## QUESTIONS ON THE MATERIAL
1 > List every place within Jamaica that the passage on Kamala Harris' vice presidential selection names.
2 > Set down the portion of the passage on Kamala Harris' vice presidential selection starting with "No matter what" and going on through "major party ticket.".
3 > According to the passage on Kamala Harris' vice presidential selection, what was her mother's profession?

## PROVIDED PASSAGE

:::::

No matter what your beliefs or political affiliation, history demands that we pause for a moment and recognize the significance of Kamala Harris’ selection as the presumptive Democratic vice presidential candidate, and the first Black woman, and first Asian American woman to run for this seat on a major party ticket.
On social media, people are reacting and connected to various aspects of her intersecting identities. The Indian-American community finds connection through her mother, the late Shyamala, Gopalan, a breast cancer researcher and civil rights activist from Tamil Nadu, India who finished her PhD at the age of 25! My Jamaican and other Caribbean Americans react to the heritage of her father, also an eminent scholar from Orange Hill in Brown’s Town, St. Ann in Jamaica.
Others in the Historically Black College and University community hail the fact that she is a proud Bison from Howard University, (side eye from the Morgan State graduate penning this piece). The point is that she represents many things to many people, and that is in essence, the significance of this moment.
For centuries, the leaders of this land have reflected a sliver of who are as a nation. Their lived experience was not mine. Their truth and perspective, no matter how open, could not encompass even a fraction of the broad realities rooted in our multi-cultural society.
For me, as a Jamaican-American lawyer, who also graduated from an HBCU, I see myself in her. That familiar Jamaican admonition “…memba weh yu cum fram” that resonated with her father Donald during his childhood in Aenon Town and Orange Hill, also echoes through my history, along with the follow up comment… “an ooh yu represent.” Even without all of these commonalities, I appreciate what she represents to all of us, a vision of what America is and should be.

:::::

## INFORMATION SUPPLIED
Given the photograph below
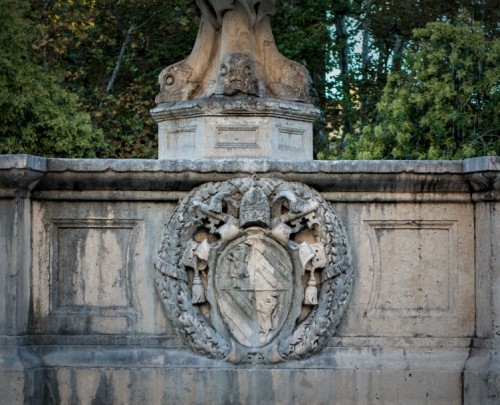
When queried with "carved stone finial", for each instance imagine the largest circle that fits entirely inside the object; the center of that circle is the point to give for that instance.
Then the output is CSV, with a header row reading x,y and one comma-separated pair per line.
x,y
234,55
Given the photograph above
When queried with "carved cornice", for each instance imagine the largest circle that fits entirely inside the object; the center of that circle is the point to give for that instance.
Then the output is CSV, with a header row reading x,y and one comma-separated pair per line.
x,y
483,175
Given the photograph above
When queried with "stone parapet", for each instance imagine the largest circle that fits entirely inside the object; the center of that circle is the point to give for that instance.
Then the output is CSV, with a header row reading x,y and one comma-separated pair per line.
x,y
80,319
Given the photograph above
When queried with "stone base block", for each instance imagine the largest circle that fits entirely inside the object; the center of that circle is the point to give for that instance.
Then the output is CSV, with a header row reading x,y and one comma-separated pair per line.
x,y
229,128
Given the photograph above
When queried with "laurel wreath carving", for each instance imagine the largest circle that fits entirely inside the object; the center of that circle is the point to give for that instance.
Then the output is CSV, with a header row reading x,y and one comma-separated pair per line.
x,y
172,279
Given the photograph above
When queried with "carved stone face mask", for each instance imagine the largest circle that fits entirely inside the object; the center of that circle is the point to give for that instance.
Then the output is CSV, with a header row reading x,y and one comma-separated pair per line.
x,y
237,75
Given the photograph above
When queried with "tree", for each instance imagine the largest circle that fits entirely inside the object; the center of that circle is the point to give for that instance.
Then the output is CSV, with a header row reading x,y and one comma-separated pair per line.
x,y
444,103
111,53
36,115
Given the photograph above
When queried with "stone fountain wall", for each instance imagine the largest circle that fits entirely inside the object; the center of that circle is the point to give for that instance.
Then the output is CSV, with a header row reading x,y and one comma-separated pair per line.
x,y
81,321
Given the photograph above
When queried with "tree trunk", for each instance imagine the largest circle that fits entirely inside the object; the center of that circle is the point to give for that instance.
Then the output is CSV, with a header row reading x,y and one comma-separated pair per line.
x,y
343,47
119,60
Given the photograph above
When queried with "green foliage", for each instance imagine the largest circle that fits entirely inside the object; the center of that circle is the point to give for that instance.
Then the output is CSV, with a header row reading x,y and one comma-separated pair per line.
x,y
84,39
37,116
443,104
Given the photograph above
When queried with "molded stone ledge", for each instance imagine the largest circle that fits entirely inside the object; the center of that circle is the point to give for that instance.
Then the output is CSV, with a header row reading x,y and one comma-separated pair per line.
x,y
18,171
248,106
348,376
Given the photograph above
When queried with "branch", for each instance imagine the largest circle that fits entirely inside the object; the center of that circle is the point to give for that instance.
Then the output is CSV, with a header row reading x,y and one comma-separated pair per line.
x,y
125,44
121,56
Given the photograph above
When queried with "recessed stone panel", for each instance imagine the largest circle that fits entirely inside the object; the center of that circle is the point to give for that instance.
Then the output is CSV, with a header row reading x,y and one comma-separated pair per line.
x,y
415,269
410,276
237,137
92,264
91,268
290,139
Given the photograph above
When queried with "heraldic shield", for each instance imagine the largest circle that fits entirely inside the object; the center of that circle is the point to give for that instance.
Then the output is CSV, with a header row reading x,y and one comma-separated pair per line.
x,y
254,270
254,285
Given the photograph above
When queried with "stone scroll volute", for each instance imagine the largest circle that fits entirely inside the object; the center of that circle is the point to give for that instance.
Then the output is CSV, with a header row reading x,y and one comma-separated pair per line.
x,y
254,270
234,55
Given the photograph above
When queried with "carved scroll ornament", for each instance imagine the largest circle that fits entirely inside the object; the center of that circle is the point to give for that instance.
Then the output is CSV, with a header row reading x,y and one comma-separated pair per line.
x,y
254,270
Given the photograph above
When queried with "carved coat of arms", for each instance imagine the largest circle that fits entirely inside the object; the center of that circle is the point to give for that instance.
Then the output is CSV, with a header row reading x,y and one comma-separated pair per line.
x,y
254,270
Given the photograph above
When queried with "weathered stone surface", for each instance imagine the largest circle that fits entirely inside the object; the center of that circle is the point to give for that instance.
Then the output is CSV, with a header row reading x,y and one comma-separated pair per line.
x,y
224,128
234,55
254,244
482,371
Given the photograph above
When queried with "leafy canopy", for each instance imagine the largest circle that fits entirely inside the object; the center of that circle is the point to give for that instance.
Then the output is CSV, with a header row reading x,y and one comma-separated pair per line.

:::::

## SOLUTION SET
1 > Orange Hill, Brown's Town, St. Ann, Aenon Town

2 >
No matter what your beliefs or political affiliation, history demands that we pause for a moment and recognize the significance of Kamala Harris’ selection as the presumptive Democratic vice presidential candidate, and the first Black woman, and first Asian American woman to run for this seat on a major party ticket.

3 > She was a breast cancer researcher and civil rights activist.